SOURCE EXTRACT —
========
I was a 5th grader from a small farming
community when my folks took me to Rex's music store in 1958 to ask him if he would give me music lessons. He gave me
a brief, eyebrow-raising audition. (I played "The Marine's Hymn" in several different keys, after learning from
Rex on the spot what a "key" was!) The rest was history. I had gained the opportunity to study trombone with one
of the best natural-born teachers and all-around excellent role models I could have found. And for the outrageous sum of $1
per lesson! (My parents were very poor, and Rex was very generous.)
After several years of study, Rex helped me
get musical engagements that enabled me to earn money for my college education. His favorite way to introduce me to colleagues
was, "I've taught him everything I know, and he still doesn't know anything!" (As I said, Rex had a great
sense of humor, and we shared a lot of laughs over the years.) Rex did teach me just about everything, including a lot about
jazz playing, music theory, and writing songs and arrangements. He also had me learn dozens of popular songs and "legit"
solos so that I would have a repertoire for later use, and I'm still recycling many of those songs nearly 50 years later!
The period of my study with Rex, 1958-1966, was actually during the hiatus between his two careers. The first one
spanned the 1940s and 1950s, culminating in his work in New York City at ABC-TV, the Waldorf, etc., as well as his touring
with the Benny Goodman Sextet. In 1969 he moved from Iowa to Nashville, where he traveled with the Nashville Brass, worked
in the studio orchestras for various network television shows, and played on numerous recording sessions and live gigs.
========
Saved entries —
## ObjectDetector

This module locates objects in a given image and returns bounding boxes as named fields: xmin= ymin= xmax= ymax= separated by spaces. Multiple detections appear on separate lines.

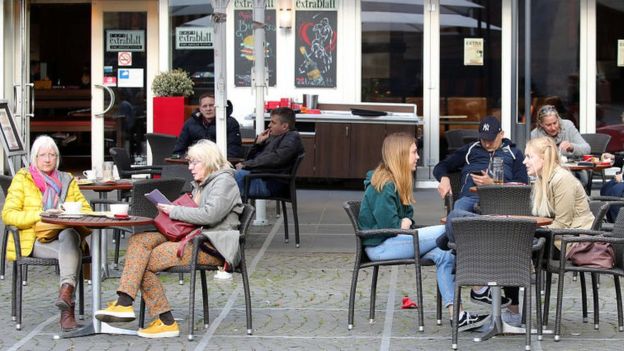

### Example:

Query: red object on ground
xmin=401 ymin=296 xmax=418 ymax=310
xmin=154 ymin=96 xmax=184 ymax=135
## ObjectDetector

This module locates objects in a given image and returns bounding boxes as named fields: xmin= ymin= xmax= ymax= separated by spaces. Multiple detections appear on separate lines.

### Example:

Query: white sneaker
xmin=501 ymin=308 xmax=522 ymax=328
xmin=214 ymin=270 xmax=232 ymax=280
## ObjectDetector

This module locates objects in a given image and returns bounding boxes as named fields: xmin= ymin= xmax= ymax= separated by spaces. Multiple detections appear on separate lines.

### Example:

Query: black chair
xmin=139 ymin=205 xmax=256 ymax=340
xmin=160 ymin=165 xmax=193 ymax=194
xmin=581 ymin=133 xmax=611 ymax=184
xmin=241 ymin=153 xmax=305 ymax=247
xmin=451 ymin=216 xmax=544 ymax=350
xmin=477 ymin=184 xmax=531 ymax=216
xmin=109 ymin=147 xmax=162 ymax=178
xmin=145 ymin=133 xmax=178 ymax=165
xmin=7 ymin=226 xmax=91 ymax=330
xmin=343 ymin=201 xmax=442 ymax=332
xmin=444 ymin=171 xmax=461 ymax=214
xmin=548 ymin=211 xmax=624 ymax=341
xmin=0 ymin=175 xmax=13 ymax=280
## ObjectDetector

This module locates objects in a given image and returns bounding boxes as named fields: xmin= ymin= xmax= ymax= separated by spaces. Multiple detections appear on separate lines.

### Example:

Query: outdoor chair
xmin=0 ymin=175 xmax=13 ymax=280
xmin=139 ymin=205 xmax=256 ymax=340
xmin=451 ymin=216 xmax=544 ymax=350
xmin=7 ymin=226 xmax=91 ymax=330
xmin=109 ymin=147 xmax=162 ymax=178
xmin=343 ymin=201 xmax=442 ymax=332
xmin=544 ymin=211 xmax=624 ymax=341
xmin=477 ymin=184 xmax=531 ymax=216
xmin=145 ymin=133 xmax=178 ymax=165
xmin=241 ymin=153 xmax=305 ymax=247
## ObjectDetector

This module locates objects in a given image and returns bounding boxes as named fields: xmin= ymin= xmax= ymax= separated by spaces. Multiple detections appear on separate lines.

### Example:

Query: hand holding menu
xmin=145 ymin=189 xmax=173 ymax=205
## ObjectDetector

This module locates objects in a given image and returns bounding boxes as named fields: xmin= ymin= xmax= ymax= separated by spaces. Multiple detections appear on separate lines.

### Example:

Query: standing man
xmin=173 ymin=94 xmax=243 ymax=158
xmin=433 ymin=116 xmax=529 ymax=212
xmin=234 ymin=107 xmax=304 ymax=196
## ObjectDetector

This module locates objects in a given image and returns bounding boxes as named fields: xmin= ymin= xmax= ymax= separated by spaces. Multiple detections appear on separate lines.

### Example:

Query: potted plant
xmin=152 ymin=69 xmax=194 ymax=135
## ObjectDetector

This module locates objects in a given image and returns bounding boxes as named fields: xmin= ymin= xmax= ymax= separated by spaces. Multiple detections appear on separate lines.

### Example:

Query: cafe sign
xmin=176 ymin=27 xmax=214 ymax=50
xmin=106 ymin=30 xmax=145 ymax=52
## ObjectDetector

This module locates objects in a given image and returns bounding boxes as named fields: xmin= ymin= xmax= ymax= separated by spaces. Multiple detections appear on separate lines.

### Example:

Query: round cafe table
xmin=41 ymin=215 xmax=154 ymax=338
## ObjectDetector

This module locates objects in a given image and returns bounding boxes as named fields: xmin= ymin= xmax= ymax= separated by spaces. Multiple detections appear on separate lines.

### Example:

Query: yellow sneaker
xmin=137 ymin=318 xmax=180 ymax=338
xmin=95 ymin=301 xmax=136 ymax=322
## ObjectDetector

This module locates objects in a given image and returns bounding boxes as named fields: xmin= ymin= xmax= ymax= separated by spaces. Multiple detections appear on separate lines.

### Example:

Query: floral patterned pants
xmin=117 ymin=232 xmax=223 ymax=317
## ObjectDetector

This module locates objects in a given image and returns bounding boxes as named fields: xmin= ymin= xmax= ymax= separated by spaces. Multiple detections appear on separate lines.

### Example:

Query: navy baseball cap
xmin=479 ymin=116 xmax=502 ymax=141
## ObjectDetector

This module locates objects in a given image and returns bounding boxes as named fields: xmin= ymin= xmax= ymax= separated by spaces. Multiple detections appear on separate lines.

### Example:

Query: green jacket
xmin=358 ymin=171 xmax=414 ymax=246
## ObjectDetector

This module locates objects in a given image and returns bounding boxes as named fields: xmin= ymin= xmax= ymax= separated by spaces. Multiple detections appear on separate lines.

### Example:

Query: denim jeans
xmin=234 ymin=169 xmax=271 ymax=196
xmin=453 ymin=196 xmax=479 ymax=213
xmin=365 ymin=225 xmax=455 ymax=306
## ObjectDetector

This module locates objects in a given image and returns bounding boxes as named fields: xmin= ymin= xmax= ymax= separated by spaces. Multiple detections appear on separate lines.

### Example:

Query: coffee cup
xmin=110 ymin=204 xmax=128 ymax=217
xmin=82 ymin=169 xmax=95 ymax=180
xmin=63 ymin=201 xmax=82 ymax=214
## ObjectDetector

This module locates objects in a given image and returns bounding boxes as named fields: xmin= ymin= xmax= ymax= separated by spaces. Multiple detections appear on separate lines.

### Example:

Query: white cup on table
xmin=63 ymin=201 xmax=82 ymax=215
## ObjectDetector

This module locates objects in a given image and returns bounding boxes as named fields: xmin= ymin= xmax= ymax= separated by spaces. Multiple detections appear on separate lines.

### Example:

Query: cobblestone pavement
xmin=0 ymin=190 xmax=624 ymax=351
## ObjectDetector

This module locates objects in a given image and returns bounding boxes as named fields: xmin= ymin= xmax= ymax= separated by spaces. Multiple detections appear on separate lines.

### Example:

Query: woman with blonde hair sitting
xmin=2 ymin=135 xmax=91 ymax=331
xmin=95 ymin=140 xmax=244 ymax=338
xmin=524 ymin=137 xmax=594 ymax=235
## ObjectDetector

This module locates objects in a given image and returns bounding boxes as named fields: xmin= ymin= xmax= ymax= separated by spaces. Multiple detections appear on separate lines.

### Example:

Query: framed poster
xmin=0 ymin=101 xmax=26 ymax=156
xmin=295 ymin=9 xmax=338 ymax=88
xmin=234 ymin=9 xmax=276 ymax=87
========
WORK TO DO —
a) From the trombone-lessons passage, reproduce the words starting with "The period of" and going on through "and live gigs.".
b) Decide whether each statement agrees with the trombone-lessons passage, answering yes or no and quoting the words that settle it: (i) Each lesson cost $1. (ii) Rex moved from Iowa to Nashville in 1966. (iii) The writer studied with Rex from 1958 to 1966.
These records were drawn from a separate source.

IN RESPONSE —
a)
The period of my study with Rex, 1958-1966, was actually during the hiatus between his two careers. The first one
spanned the 1940s and 1950s, culminating in his work in New York City at ABC-TV, the Waldorf, etc., as well as his touring
with the Benny Goodman Sextet. In 1969 he moved from Iowa to Nashville, where he traveled with the Nashville Brass, worked
in the studio orchestras for various network television shows, and played on numerous recording sessions and live gigs.

b)
(i) Yes: "for the outrageous sum of $1 per lesson!"
(ii) No: "In 1969 he moved from Iowa to Nashville"
(iii) Yes: "The period of my study with Rex, 1958-1966"